**ACTIVITY 1:** Summarize the health reform text in two sentences.
**ACTIVITY 2:** List every person whom the health reform text names with both a first and a last name.

**EXTRACTED TEXT:**
Many Massachusetts residents are wondering if the state could revert to “Romneycare,” the health reform law passed in 2006 when Mitt Romney was governor, which became a model for Obamacare. The individual mandate is still on the books, but the employer mandate and other elements were replaced with provisions in the federal law.
So what would it take to reconstruct Romneycare? Aides on Beacon Hill are going through state law to see which pieces are still in place and what would have to be restored. A number of provisions in the 2006 law, like the employer mandate, were removed because they were in conflict with Obamacare. It’s not clear right now what it would it take to make Romneycare workable again. ~Martha Bebinger, WBUR
Lessons For ‘Whatever Post-ACA Is’ – Kevin Patterson, Chief Executive Officer Connect for Health Colorado
The view from Kevin Patterson, the CEO of Connect for Health Colorado, might be summarized as sunny with storm clouds on the horizon.
Patterson said enrollment numbers for 2017 are running 15 percent ahead of last year. “I think we’re feeling like things are going really well,” he said
But two things are clouding its future – first, the new Trump administration and Congressional Republicans vowing to undo Obamacare.

**EXTRACTED MATERIAL:**
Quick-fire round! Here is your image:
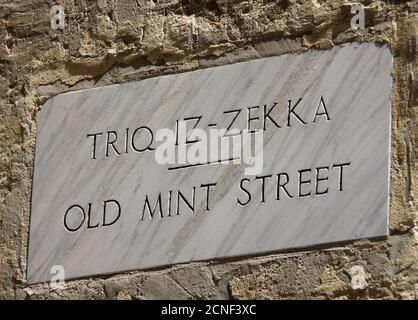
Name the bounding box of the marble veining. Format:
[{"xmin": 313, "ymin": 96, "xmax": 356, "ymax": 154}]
[{"xmin": 28, "ymin": 43, "xmax": 392, "ymax": 283}]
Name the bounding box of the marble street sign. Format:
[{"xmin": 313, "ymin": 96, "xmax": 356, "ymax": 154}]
[{"xmin": 27, "ymin": 43, "xmax": 392, "ymax": 283}]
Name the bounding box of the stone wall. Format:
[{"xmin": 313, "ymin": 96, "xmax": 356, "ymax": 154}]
[{"xmin": 0, "ymin": 0, "xmax": 418, "ymax": 299}]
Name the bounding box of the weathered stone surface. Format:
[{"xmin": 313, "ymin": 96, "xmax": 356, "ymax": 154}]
[
  {"xmin": 0, "ymin": 0, "xmax": 418, "ymax": 299},
  {"xmin": 28, "ymin": 43, "xmax": 392, "ymax": 283}
]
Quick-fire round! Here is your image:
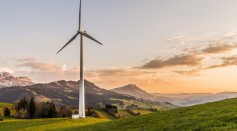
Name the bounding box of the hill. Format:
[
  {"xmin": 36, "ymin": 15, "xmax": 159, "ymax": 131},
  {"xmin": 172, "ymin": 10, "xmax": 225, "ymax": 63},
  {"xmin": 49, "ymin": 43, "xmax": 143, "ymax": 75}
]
[
  {"xmin": 77, "ymin": 98, "xmax": 237, "ymax": 130},
  {"xmin": 111, "ymin": 84, "xmax": 155, "ymax": 100},
  {"xmin": 0, "ymin": 98, "xmax": 237, "ymax": 131},
  {"xmin": 0, "ymin": 72, "xmax": 34, "ymax": 88},
  {"xmin": 0, "ymin": 80, "xmax": 176, "ymax": 110},
  {"xmin": 111, "ymin": 84, "xmax": 237, "ymax": 107}
]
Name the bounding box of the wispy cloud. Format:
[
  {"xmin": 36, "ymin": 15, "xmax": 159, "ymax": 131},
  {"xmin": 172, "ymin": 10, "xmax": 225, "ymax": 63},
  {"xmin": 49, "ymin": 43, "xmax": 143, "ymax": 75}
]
[
  {"xmin": 141, "ymin": 54, "xmax": 202, "ymax": 68},
  {"xmin": 205, "ymin": 56, "xmax": 237, "ymax": 69},
  {"xmin": 165, "ymin": 36, "xmax": 202, "ymax": 45},
  {"xmin": 202, "ymin": 41, "xmax": 237, "ymax": 54}
]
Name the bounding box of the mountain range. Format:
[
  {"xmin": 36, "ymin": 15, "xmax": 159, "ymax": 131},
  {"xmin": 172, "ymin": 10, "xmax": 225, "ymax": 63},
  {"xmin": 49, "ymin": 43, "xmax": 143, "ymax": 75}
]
[
  {"xmin": 111, "ymin": 84, "xmax": 237, "ymax": 107},
  {"xmin": 0, "ymin": 72, "xmax": 34, "ymax": 88},
  {"xmin": 0, "ymin": 72, "xmax": 237, "ymax": 109},
  {"xmin": 0, "ymin": 72, "xmax": 177, "ymax": 109}
]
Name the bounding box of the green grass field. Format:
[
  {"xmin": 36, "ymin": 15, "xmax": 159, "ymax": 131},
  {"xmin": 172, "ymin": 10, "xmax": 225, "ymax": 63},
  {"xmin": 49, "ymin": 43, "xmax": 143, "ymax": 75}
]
[
  {"xmin": 0, "ymin": 102, "xmax": 12, "ymax": 108},
  {"xmin": 0, "ymin": 98, "xmax": 237, "ymax": 131}
]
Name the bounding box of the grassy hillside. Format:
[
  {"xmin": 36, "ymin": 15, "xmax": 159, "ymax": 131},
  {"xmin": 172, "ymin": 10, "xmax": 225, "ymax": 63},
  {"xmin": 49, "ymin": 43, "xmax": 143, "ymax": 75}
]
[
  {"xmin": 0, "ymin": 99, "xmax": 237, "ymax": 131},
  {"xmin": 77, "ymin": 99, "xmax": 237, "ymax": 130},
  {"xmin": 0, "ymin": 118, "xmax": 108, "ymax": 131},
  {"xmin": 0, "ymin": 102, "xmax": 12, "ymax": 108}
]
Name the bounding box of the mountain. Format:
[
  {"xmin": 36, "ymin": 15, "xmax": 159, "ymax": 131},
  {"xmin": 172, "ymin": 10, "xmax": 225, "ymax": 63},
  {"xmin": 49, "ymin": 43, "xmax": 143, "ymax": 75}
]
[
  {"xmin": 0, "ymin": 80, "xmax": 176, "ymax": 109},
  {"xmin": 152, "ymin": 92, "xmax": 237, "ymax": 106},
  {"xmin": 111, "ymin": 84, "xmax": 153, "ymax": 100},
  {"xmin": 0, "ymin": 72, "xmax": 34, "ymax": 88},
  {"xmin": 111, "ymin": 84, "xmax": 237, "ymax": 107},
  {"xmin": 77, "ymin": 99, "xmax": 237, "ymax": 131}
]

**YOUR RESPONSE 1:** Massachusetts residents wonder whether the state could return to Romneycare, the 2006 law that became a model for Obamacare, and aides on Beacon Hill are going through state law to see which pieces remain and what would have to be restored. Kevin Patterson, CEO of Connect for Health Colorado, says 2017 enrollment is running 15 percent ahead of last year, though the new Trump administration and Congressional Republicans vowing to undo Obamacare are clouding the future.

**YOUR RESPONSE 2:**
Mitt Romney
Martha Bebinger
Kevin Patterson